Records provided below:
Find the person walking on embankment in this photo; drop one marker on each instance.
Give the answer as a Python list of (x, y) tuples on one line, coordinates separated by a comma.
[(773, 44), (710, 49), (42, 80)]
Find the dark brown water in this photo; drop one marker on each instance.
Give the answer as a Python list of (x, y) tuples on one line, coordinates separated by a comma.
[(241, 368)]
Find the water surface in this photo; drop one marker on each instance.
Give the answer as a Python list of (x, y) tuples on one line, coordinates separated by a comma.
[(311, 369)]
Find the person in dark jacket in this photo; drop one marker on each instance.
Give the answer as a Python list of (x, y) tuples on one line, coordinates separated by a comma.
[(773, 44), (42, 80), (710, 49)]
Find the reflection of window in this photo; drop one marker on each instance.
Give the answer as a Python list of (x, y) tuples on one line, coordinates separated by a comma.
End of Records provided.
Emit an exact copy of the lines spanning the start of the records to the line containing "Find the person in", inclusive, and no other output.

Solution to the exercise
Find the person walking on embankment in this photo; drop one marker on each instance.
Give the answer as a Python list of (x, y) tuples on one line, coordinates separated by a comma.
[(773, 44), (710, 49), (42, 80)]
Find the dark brown water in this photo; drop one marker on each instance.
Give the answer as a Python list of (x, y) tuples on one line, coordinates separated by a comma.
[(241, 368)]
Find the water surface in this photo; drop one marker on each instance.
Give the answer as a Python list of (x, y) tuples on one line, coordinates separated by a comma.
[(311, 369)]
Find the person in dark jacket in this photo; drop one marker on each instance.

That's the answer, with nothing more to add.